ACTION ITEM :: Print the line that has "You are given a photograph. Could you point to the white" in it, then every remaining line of the data, exactly and without anything extra.

SOURCE RECORDS ::

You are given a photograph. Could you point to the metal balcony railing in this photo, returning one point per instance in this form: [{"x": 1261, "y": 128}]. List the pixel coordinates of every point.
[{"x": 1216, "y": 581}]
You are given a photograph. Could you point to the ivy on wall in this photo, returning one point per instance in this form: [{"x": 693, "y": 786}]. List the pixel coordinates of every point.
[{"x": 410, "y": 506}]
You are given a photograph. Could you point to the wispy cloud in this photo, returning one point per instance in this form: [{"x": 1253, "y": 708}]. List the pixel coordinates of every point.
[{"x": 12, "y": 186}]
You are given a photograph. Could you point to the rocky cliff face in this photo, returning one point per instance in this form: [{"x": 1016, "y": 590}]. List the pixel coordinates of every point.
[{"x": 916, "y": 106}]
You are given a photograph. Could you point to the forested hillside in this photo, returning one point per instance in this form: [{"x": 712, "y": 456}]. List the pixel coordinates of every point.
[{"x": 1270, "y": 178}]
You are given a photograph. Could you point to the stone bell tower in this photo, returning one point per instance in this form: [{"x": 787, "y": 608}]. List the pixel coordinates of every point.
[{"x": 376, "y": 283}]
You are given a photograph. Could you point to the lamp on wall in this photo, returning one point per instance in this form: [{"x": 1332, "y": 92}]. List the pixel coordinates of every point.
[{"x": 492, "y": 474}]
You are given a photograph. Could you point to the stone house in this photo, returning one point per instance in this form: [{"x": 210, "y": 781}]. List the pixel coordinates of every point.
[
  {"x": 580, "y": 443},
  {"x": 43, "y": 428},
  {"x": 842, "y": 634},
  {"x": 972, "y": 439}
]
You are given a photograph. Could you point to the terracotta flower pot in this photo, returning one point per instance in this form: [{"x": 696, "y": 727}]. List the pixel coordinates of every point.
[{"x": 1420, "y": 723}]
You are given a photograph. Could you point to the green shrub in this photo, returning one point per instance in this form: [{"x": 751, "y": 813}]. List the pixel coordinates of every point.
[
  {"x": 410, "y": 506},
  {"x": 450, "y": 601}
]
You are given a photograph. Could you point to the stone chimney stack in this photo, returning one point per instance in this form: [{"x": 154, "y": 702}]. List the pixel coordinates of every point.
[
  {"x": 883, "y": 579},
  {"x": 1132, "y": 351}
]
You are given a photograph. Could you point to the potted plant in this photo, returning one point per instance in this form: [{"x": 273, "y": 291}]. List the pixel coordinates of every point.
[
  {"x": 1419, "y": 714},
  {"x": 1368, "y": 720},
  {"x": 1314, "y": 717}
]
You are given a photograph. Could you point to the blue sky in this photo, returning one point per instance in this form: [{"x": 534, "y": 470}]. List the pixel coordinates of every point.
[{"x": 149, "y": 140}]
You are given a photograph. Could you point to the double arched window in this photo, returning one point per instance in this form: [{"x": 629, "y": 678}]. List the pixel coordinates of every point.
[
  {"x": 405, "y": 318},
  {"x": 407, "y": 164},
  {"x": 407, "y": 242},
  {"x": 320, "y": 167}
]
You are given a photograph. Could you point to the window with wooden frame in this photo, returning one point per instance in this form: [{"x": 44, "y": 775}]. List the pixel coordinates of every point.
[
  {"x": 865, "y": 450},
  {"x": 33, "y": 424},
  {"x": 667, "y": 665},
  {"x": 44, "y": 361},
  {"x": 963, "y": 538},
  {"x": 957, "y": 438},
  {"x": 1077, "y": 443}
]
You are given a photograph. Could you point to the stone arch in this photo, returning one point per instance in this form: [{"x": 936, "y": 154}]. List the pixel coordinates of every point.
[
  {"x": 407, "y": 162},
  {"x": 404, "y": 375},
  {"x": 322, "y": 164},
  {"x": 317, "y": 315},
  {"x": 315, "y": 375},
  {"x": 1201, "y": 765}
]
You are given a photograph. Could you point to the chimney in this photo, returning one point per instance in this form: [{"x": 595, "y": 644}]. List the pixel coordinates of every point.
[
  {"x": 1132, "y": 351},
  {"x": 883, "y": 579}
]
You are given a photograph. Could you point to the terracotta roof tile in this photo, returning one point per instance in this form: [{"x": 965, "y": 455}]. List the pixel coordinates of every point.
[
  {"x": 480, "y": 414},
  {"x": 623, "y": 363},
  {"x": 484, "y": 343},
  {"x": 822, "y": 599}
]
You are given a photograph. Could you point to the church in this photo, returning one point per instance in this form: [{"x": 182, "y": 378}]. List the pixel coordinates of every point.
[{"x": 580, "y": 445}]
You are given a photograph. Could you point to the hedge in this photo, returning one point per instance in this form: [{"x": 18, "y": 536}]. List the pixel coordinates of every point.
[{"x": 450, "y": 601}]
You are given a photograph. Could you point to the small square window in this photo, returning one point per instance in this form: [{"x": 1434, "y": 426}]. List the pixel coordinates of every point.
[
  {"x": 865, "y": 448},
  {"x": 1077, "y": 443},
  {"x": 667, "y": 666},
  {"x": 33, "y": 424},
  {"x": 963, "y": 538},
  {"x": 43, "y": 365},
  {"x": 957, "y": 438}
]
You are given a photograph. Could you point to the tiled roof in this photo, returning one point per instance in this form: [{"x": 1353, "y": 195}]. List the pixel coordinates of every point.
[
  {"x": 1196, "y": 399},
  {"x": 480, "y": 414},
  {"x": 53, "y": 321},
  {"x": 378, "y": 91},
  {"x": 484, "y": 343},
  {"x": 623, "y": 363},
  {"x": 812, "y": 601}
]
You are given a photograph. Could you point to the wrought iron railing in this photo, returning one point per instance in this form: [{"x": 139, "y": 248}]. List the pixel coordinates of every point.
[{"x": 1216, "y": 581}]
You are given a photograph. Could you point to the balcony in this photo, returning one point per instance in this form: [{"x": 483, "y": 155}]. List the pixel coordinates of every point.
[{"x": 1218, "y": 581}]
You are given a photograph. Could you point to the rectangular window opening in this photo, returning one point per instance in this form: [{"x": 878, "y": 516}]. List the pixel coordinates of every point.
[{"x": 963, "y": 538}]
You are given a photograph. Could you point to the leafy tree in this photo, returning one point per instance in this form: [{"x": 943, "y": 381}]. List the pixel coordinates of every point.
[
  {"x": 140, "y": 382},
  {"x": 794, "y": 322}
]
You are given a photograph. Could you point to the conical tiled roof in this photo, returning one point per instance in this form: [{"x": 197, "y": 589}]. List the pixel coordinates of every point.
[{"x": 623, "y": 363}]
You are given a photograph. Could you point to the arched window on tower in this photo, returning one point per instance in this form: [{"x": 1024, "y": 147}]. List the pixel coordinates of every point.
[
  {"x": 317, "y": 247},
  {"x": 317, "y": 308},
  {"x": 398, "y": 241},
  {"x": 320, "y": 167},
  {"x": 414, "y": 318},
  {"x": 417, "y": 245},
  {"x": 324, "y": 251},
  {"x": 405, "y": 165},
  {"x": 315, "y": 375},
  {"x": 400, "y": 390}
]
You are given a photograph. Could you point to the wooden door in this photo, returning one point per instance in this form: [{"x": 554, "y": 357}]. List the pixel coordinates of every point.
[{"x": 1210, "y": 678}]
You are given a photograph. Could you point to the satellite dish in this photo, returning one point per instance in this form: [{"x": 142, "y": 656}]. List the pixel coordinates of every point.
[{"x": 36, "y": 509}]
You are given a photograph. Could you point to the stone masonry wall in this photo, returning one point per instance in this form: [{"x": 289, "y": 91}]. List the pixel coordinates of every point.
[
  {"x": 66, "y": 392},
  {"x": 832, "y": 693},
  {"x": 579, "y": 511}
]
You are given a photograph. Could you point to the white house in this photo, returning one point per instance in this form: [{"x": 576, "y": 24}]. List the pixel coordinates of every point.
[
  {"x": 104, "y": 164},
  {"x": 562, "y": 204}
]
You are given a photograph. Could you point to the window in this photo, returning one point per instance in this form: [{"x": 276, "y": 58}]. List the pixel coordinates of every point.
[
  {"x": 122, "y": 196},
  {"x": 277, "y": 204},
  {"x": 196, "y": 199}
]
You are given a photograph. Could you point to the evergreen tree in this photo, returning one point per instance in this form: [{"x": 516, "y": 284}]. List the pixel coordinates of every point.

SOLUTION TO THIS PROBLEM ::
You are given a photograph. Could you point to the white house in this photo, returning one point per instance in this form: [{"x": 576, "y": 24}]. List the pixel coordinates of every point.
[
  {"x": 104, "y": 164},
  {"x": 562, "y": 204}
]
You are given a photograph. Could you point to the window in this photo, returning one point per instance in this form: [{"x": 276, "y": 58}]. List the pixel coordinates of every point.
[
  {"x": 122, "y": 196},
  {"x": 277, "y": 204},
  {"x": 196, "y": 199}
]
You are given a photograph. Could you point to the evergreen tree in this photo, returning one point per instance in this form: [{"x": 516, "y": 284}]. List the pixel coordinates of every point.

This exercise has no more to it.